## Problem requirements:
Present all of the data below as a numbered list, skipping any blank lines and leaving out the pictures.

## Listing:
——

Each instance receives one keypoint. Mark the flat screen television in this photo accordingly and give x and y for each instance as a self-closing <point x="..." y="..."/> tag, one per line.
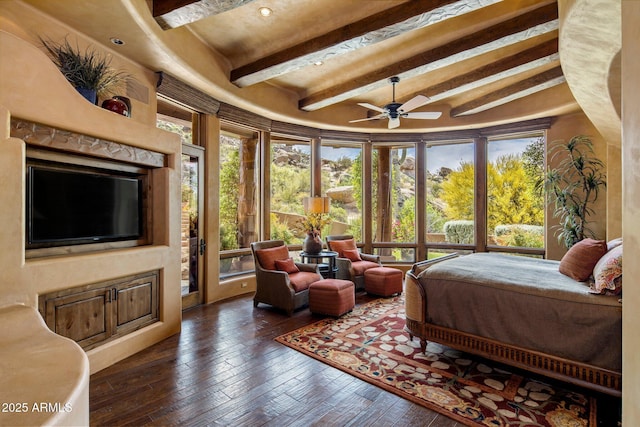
<point x="67" y="207"/>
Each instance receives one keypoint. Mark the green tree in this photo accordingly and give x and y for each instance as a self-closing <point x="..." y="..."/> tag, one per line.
<point x="404" y="229"/>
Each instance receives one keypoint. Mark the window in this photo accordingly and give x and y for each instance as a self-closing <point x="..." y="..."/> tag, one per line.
<point x="342" y="182"/>
<point x="239" y="221"/>
<point x="450" y="188"/>
<point x="515" y="209"/>
<point x="394" y="200"/>
<point x="290" y="183"/>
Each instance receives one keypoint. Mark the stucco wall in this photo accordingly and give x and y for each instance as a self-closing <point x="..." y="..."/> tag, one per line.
<point x="561" y="131"/>
<point x="631" y="209"/>
<point x="39" y="93"/>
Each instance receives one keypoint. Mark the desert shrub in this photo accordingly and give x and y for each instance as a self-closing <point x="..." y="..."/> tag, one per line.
<point x="459" y="231"/>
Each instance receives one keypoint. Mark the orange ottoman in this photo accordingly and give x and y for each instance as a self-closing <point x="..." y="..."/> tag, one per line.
<point x="383" y="281"/>
<point x="333" y="297"/>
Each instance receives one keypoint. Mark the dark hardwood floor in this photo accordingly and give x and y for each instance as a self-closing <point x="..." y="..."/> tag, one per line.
<point x="225" y="369"/>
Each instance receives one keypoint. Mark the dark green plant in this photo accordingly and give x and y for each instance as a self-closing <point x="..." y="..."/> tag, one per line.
<point x="89" y="69"/>
<point x="573" y="185"/>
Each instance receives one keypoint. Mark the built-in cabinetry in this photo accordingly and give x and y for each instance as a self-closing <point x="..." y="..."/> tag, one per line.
<point x="96" y="313"/>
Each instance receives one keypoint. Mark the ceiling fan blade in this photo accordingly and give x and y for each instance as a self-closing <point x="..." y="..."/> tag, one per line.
<point x="371" y="107"/>
<point x="423" y="115"/>
<point x="379" y="116"/>
<point x="413" y="103"/>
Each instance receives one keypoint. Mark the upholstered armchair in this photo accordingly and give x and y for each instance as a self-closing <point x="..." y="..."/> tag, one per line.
<point x="280" y="281"/>
<point x="350" y="262"/>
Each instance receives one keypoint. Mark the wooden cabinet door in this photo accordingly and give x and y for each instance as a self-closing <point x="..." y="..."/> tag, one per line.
<point x="96" y="313"/>
<point x="85" y="317"/>
<point x="136" y="303"/>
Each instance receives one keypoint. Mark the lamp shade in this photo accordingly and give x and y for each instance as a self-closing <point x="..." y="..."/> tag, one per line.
<point x="316" y="204"/>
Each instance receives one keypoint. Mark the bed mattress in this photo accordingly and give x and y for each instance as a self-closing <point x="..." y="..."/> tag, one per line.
<point x="525" y="302"/>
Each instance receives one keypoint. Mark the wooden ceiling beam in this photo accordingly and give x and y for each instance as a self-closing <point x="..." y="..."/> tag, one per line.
<point x="512" y="92"/>
<point x="534" y="57"/>
<point x="373" y="29"/>
<point x="175" y="13"/>
<point x="526" y="26"/>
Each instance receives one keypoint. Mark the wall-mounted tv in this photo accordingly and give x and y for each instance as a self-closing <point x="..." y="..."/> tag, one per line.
<point x="68" y="207"/>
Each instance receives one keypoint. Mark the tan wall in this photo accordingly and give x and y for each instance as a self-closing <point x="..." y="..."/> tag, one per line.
<point x="561" y="131"/>
<point x="31" y="88"/>
<point x="631" y="209"/>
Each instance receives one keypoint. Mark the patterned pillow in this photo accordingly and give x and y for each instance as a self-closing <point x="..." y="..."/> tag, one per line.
<point x="613" y="243"/>
<point x="286" y="265"/>
<point x="352" y="254"/>
<point x="607" y="273"/>
<point x="580" y="259"/>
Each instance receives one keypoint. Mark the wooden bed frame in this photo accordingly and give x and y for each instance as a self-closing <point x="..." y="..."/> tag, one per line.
<point x="581" y="374"/>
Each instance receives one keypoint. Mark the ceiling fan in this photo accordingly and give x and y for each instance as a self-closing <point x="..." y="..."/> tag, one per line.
<point x="394" y="110"/>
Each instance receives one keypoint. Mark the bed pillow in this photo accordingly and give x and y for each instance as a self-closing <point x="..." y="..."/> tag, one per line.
<point x="581" y="258"/>
<point x="352" y="254"/>
<point x="286" y="265"/>
<point x="607" y="273"/>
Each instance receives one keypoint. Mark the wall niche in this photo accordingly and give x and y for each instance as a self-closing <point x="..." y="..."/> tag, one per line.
<point x="84" y="194"/>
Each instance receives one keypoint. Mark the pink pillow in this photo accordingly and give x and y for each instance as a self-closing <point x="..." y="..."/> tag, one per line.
<point x="267" y="257"/>
<point x="607" y="273"/>
<point x="580" y="259"/>
<point x="286" y="265"/>
<point x="352" y="254"/>
<point x="341" y="245"/>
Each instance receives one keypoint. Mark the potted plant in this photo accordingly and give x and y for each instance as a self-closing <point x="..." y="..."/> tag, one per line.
<point x="573" y="185"/>
<point x="312" y="224"/>
<point x="90" y="72"/>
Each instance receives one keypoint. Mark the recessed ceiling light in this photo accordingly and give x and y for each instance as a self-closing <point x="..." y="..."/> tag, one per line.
<point x="265" y="11"/>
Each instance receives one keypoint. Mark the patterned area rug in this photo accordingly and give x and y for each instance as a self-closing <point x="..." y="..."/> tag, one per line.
<point x="371" y="344"/>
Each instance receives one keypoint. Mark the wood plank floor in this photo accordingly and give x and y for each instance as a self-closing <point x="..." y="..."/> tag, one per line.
<point x="224" y="368"/>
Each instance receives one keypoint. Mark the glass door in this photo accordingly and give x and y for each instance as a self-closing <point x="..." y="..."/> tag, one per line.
<point x="193" y="245"/>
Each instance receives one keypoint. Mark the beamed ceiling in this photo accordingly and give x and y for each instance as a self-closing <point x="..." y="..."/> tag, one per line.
<point x="312" y="62"/>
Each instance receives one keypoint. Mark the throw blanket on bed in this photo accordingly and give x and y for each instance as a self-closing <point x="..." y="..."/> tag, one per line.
<point x="525" y="302"/>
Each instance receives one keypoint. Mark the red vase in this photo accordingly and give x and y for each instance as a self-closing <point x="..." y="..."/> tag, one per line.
<point x="116" y="105"/>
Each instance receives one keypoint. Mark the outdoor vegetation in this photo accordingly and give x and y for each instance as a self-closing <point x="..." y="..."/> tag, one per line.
<point x="515" y="204"/>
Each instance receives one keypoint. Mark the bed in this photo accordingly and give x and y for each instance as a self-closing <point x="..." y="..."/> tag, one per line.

——

## Solution to the exercise:
1. Each instance receives one keypoint. Mark the flat screen television in this photo accordingly and give x and y for each instance as a self-closing <point x="..." y="..."/> tag, one per line.
2. <point x="67" y="207"/>
3. Each instance receives one keypoint. Mark the green tree in this photo accordingly and give x and y for each instance as a self-closing <point x="..." y="..."/> tag, one per line.
4. <point x="404" y="229"/>
5. Each instance receives one keypoint. Mark the window in this photo accordingly and give x and y for each instance as a self-closing <point x="..." y="..."/> tag, one per line.
6. <point x="342" y="182"/>
7. <point x="239" y="221"/>
8. <point x="450" y="188"/>
9. <point x="515" y="209"/>
10. <point x="394" y="200"/>
11. <point x="290" y="183"/>
12. Each instance receives one keypoint. Mark the stucco wall in this photo accordingly and give x and y for each instance as a self-closing <point x="..." y="..."/> tag, one per line.
13. <point x="561" y="131"/>
14. <point x="631" y="209"/>
15. <point x="39" y="93"/>
16. Each instance receives one keypoint. Mark the desert shrub in this photo accordingly and give x and y for each instance as a self-closing <point x="..." y="..."/> tag, one per line.
17. <point x="459" y="231"/>
18. Each instance receives one keypoint. Mark the orange ottoman in this photo accordingly and give x and y for each instance as a self-closing <point x="..." y="..."/> tag, one per line.
19. <point x="383" y="281"/>
20. <point x="333" y="297"/>
21. Each instance receives one keypoint. Mark the dark hardwood floor in this photo accordingly and give x and y for each instance as a self-closing <point x="..." y="..."/> tag, one per line.
22. <point x="225" y="369"/>
23. Each instance receives one keypoint. Mark the dark green plant in this photo accordingly and give x and y for each instance as a self-closing <point x="..." y="..."/> tag, one per line.
24. <point x="89" y="69"/>
25. <point x="573" y="185"/>
26. Each instance receives one keypoint. Mark the built-in cabinetry in this photo accordingly and give x and y for each instance as a self-closing <point x="..." y="..."/> tag, one per line.
27. <point x="96" y="313"/>
28. Each instance receives one keypoint. Mark the ceiling fan blade in this photo accordingly and give x and y for each instance as a self-closing <point x="..." y="..."/> tag, one per line.
29. <point x="371" y="107"/>
30. <point x="423" y="115"/>
31. <point x="379" y="116"/>
32. <point x="413" y="103"/>
33. Each instance receives one keypoint. Mark the upholstered armchair in this photo accordingly and give x and y for each instance as a self-closing <point x="..." y="..."/> tag, one per line.
34. <point x="280" y="281"/>
35. <point x="350" y="262"/>
36. Each instance receives one keypoint. Mark the wooden cabinet door in this photo accordingly and give x and y for each instance as a self-closing <point x="..." y="..."/> tag, one per line.
37. <point x="96" y="313"/>
38. <point x="85" y="317"/>
39. <point x="136" y="303"/>
40. Each instance receives one keypoint. Mark the lamp shade in this photo accordingly and give x and y for each instance as a self-closing <point x="..." y="..."/> tag, one per line.
41. <point x="316" y="204"/>
42. Each instance receives one keypoint. Mark the bed mattress in this photo accordingly and give x and y for each instance as a self-closing <point x="..." y="..."/> tag, one per line.
43. <point x="525" y="302"/>
44. Each instance receives one keypoint. Mark the wooden ceiling beam in this photo accordingly and give x and y for each instance as a self-closing <point x="..." y="..."/> tag, one per line.
45. <point x="512" y="92"/>
46. <point x="534" y="57"/>
47. <point x="373" y="29"/>
48. <point x="175" y="13"/>
49. <point x="526" y="26"/>
50. Each instance receives one keypoint. Mark the wall-mounted tv in this photo accordingly and give x and y for each instance as a self-closing <point x="..." y="..."/> tag, one per line.
51. <point x="68" y="207"/>
52. Each instance receives one keypoint. Mark the tan wall in this photo accordingly and give x and y for each instance as a self-closing <point x="..." y="..."/> tag, one per line.
53. <point x="561" y="131"/>
54. <point x="31" y="88"/>
55. <point x="631" y="209"/>
56. Each instance receives one keypoint. Mark the patterned pillow in this photo accordingly and give x and y for each instance as a self-closing <point x="..." y="..."/> tag, one per line.
57. <point x="613" y="243"/>
58. <point x="286" y="265"/>
59. <point x="352" y="254"/>
60. <point x="607" y="273"/>
61. <point x="580" y="259"/>
62. Each instance receives one keypoint. Mark the wooden bed frame in this photo accordingly and give x and y for each instance as a self-closing <point x="..." y="..."/> tag, one per line.
63. <point x="581" y="374"/>
64. Each instance receives one keypoint. Mark the ceiling fan in this photo accordingly and give x and y for each instance as a self-closing <point x="..." y="..."/> tag, one per line.
65. <point x="394" y="110"/>
66. Each instance receives one keypoint. Mark the bed pillow in this photo accordingly and give x and y for each instance as a self-closing <point x="..." y="..."/> tag, one per line.
67. <point x="581" y="258"/>
68. <point x="352" y="254"/>
69. <point x="286" y="265"/>
70. <point x="607" y="273"/>
71. Each instance receives one keypoint. Mark the wall niche in this photo accordingly and give x and y for each instance as a self-closing <point x="..." y="..."/> tag, one per line.
72. <point x="84" y="194"/>
73. Each instance receives one keypoint. Mark the pink pillow in this photo accordingly and give x and y for each instance as a self-closing <point x="..." y="..."/> tag, one per line.
74. <point x="267" y="257"/>
75. <point x="607" y="273"/>
76. <point x="580" y="259"/>
77. <point x="286" y="265"/>
78. <point x="352" y="254"/>
79. <point x="341" y="245"/>
80. Each instance receives one keypoint. Mark the potted plant in this photo accordingly and give x and y for each instance as a self-closing <point x="..." y="..."/> tag, one per line.
81. <point x="573" y="185"/>
82. <point x="312" y="224"/>
83. <point x="90" y="72"/>
84. Each instance receives one keypoint. Mark the recessed ceiling light in this photo accordingly and give x and y for each instance as a self-closing <point x="..." y="..."/> tag, one per line.
85. <point x="265" y="11"/>
86. Each instance receives one keypoint. Mark the patterned area rug in this photo accordingly and give x and y for each instance as a self-closing <point x="..." y="..."/> tag, one per line.
87. <point x="371" y="344"/>
88. Each instance receives one keypoint. Mark the wood plank floor in this photo accordingly and give x and y for each instance as a self-closing <point x="..." y="..."/> tag, one per line.
89. <point x="224" y="368"/>
90. Each instance receives one keypoint. Mark the glass door in this photo accordingly and give x and y for each instance as a self-closing <point x="..." y="..."/> tag, one per line.
91. <point x="193" y="245"/>
92. Each instance receives one keypoint. Mark the beamed ceiling in this photo accordingly and give x and y for each instance as a self-closing <point x="..." y="..."/> tag, one per line.
93. <point x="312" y="62"/>
94. Each instance receives one keypoint. Mark the throw blanket on bed in this photo accordingly and give x and y for each instance as a self-closing <point x="..." y="..."/> tag, one per line.
95. <point x="525" y="302"/>
96. Each instance receives one keypoint. Mark the red vase in this photo accordingly and give x and y for each instance as a self-closing <point x="..." y="..."/> tag, one per line.
97. <point x="116" y="105"/>
98. Each instance receives one keypoint. Mark the outdoor vegetation in this photo accordingly and give x and y for each instance as a self-closing <point x="..." y="..."/> tag, one per line.
99. <point x="515" y="204"/>
100. Each instance receives one keypoint. Mark the bed in this photo accordingly and give x and y for each instance as a self-closing <point x="..." y="..."/> tag, one per line.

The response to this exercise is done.